Reproduce every item below verbatim, altering nothing.

--- BEGIN ---

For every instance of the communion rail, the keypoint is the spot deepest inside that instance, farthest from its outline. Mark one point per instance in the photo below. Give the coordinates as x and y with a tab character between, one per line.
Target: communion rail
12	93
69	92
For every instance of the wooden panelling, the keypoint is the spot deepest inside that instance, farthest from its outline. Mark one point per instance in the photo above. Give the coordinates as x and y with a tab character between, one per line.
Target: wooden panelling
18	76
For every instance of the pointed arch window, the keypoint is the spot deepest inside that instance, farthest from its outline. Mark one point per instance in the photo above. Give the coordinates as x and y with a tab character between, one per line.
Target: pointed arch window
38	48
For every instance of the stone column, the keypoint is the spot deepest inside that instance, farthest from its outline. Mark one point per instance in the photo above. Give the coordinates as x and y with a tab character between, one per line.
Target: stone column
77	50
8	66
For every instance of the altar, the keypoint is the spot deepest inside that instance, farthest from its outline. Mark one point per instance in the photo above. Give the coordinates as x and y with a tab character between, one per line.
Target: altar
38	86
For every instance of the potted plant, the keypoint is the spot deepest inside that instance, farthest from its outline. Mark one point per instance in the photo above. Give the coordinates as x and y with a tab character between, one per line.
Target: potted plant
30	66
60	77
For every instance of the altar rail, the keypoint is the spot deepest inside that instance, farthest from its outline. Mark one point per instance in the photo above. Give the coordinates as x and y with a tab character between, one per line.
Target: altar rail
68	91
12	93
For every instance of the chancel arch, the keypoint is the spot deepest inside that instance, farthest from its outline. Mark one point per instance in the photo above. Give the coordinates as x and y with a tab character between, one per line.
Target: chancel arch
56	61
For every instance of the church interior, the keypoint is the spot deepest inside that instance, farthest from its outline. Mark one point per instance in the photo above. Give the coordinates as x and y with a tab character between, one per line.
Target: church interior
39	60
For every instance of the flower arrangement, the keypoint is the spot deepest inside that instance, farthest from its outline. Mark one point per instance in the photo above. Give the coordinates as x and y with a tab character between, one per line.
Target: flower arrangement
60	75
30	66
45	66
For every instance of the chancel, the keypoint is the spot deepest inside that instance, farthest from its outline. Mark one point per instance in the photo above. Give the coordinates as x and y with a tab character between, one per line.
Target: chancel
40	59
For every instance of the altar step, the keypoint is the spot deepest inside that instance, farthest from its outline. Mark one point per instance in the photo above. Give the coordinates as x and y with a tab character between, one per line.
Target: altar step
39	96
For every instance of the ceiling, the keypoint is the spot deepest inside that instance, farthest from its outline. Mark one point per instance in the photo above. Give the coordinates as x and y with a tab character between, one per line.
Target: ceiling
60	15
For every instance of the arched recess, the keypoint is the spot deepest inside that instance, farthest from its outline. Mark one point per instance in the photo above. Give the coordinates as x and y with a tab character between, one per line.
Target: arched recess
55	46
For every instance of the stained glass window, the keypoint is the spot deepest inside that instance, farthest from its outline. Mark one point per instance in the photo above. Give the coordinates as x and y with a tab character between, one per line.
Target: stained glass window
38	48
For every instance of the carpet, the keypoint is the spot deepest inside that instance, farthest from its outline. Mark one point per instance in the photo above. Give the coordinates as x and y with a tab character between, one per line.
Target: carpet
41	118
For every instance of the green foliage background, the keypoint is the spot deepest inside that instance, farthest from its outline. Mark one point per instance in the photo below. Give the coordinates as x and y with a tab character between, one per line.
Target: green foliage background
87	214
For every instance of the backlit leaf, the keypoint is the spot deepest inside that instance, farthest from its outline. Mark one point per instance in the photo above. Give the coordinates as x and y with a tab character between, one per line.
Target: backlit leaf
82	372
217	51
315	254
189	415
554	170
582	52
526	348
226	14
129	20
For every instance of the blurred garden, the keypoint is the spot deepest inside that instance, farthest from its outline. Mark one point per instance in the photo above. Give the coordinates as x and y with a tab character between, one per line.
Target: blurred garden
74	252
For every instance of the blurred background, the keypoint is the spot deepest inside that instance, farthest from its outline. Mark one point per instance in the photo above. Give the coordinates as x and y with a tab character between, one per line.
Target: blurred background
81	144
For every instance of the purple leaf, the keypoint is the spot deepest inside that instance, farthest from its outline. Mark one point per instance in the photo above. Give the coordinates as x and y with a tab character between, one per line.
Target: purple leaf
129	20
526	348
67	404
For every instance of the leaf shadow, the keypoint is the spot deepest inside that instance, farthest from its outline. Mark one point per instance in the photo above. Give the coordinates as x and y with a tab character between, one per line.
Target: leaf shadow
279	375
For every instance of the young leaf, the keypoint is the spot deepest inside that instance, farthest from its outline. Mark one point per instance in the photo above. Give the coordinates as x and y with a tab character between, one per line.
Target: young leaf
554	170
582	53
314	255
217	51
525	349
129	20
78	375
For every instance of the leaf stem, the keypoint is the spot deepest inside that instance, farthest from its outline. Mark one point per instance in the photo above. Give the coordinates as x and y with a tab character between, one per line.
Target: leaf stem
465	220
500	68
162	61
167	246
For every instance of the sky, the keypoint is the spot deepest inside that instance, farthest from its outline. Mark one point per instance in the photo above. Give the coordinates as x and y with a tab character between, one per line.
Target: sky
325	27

--- END ---

Exercise output:
For every instance of the communion rail, the keypoint is the spot deepest inside that instance, farthest from its outline. Mark one point per instance in the photo below. Give the coordinates as x and y with a tab character between, one per line.
Target: communion rail
12	93
69	92
For every instance of the wooden panelling, the keypoint is the spot deepest inside that instance, farthest from its outline. Mark one point per instance in the photo above. Give the coordinates as x and y with a tab character between, one per line.
Target: wooden panelling
18	76
For every instance of the pointed arch window, the keypoint is the spot deepest inside that instance, farthest from its outline. Mark one point per instance in the photo above. Give the coordinates as x and y with a tab character between, one per line.
Target: pointed arch window
38	48
For every instance of the stone column, the keypoint is the spot deepest inside that instance, farthest from its outline. Mark one point per instance in the photo above. Give the coordinates as x and y with a tab character between, one per line.
Target: stone column
77	50
8	66
For every instance of the altar, the keypoint is the spot deepest inside that instance, farthest from its outline. Mark one point per instance in the photo above. Give the coordinates as x and y with a tab character between, one per line.
Target: altar
38	86
For every instance of the potted plant, the keypoint is the spot deepest inside that instance, farthest from its outline. Mark one point per instance in the photo above. Give the coordinates as x and y with a tab character between, one per line.
Target: potted plant
30	66
60	77
For every instance of the altar rail, the keypoint is the spot deepest inside that instance, farthest from its outline. Mark one point per instance in the photo above. Give the coordinates as x and y with a tab character between, one per line.
Target: altar rail
68	91
12	93
For every instance of the chancel arch, the keypoint is the spot deepest inside that instance, farthest from its outline. Mark one point per instance in the photo above. Give the coordinates as x and y with a tab character between, one per line.
Target: chancel arch
56	61
For every instance of the church interior, the keypoint is the spot deepest inside that instance, farthest from its outline. Mark one point per instance in the photo above. Give the coordinates as x and y with a tab character between, one per line.
Target: church interior
39	60
For every instance of the flower arrangement, the keypoint is the spot deepest inside that instance, farthest from its outline. Mark one point per instance in the photo above. Give the coordinates as x and y with a tab character between, one per line.
Target: flower arrangement
60	75
30	66
45	66
For every instance of the chancel, the keypoint is the spot deepest inside that instance, farthest from its outline. Mark one point per instance in the photo above. Give the coordinates as x and y with a tab character between, one per line.
Target: chancel
40	59
For every instance of the altar step, the keypoint is the spot deepest inside that instance, farthest from its outline. Mark one point per instance in the photo above. Give the coordinates as x and y with a tab character between, one per line.
Target: altar step
39	96
For every instance of the ceiling, the keypoint is the spot deepest inside that instance, farthest from its outline. Mark one point per instance in the photo above. Give the coordinates as x and y with a tab character between, one per line.
Target: ceiling
60	15
For every instance of the arched recess, the keypoint is the spot deepest inside that instance, farthest from its outline. Mark one point per instance in the photo above. Give the coordinates as x and y with a tab character between, one per line.
Target: arched recess
55	46
For every instance of the stained glass window, the keypoint is the spot deepest inside that instance, farthest from its outline. Mark one point per instance in the photo above. Give the coordinates as x and y with a tab character between, one per line.
Target: stained glass window
38	48
For every instance of the carpet, the keypoint is the spot deepest inside that instance, farthest from its outline. Mark one point per instance in the photo above. Give the coordinates as x and y with a tab character between, one per line.
Target: carpet
41	118
For every instance of the green foliage background, the keypoint is the spot deepest inside that instance, farthest from its outline. Mark one point per instance in the photo below. Give the coordinates as x and y with a tab character between, one per line.
Target: green foliage background
87	214
For every instance of the backlit leaf, the keypoint is the spot deepest inside that instance, farthest from its outline. Mark one point per instance in the photo above. Give the coordinates as x and y with a tab character between, one per line.
Target: backlit leaf
82	372
217	51
315	254
189	415
554	170
582	52
526	348
226	14
129	20
For every instance of the blurred garden, the keypoint is the spot deepest inside that instance, farthest from its outline. Mark one point per instance in the photo above. Give the coordinates as x and y with a tab character between, one per line.
Target: blurred garden
74	252
For every instance of the blurred background, the keypoint is the spot deepest inside that instance, farthest from its outline. Mark one point per instance in the photo above. Give the coordinates as x and y with a tab character between, one per line.
Target: blurred background
81	144
For every instance of the purple leaf, the keypoint is the spot deepest inside that instance, farthest from its outline. Mark one point per instance in the photo above. Give the coordinates as x and y with a tab character between, one per line.
Target: purple leaf
129	20
526	348
67	404
For every instance of the leaf shadow, the keypoint is the spot deepest inside that instance, farthest from its outline. Mark one point per instance in the photo above. Give the coordinates as x and y with a tab character between, one per line.
Target: leaf shadow
279	375
For every instance of the young leaf, the keypoint is the spot deepest inside that instance, farthest from its outline. Mark one point per instance in the photo above. Give the coordinates as x and y with a tab character between, one per line.
Target: young leaf
554	170
582	53
314	255
217	51
525	349
129	20
78	375
For every instance of the leaf stem, the keypoint is the spot deepest inside that instance, farthest from its outline. Mark one point per instance in the photo above. Give the coordinates as x and y with a tab character between, one per line.
Target: leaf stem
465	220
500	68
162	61
167	246
For every instance of the sky, the keypoint is the spot deepest inside that instance, farthest from its outline. Mark one point per instance in the photo above. Give the coordinates as x and y with a tab character between, one per line.
Target: sky
325	27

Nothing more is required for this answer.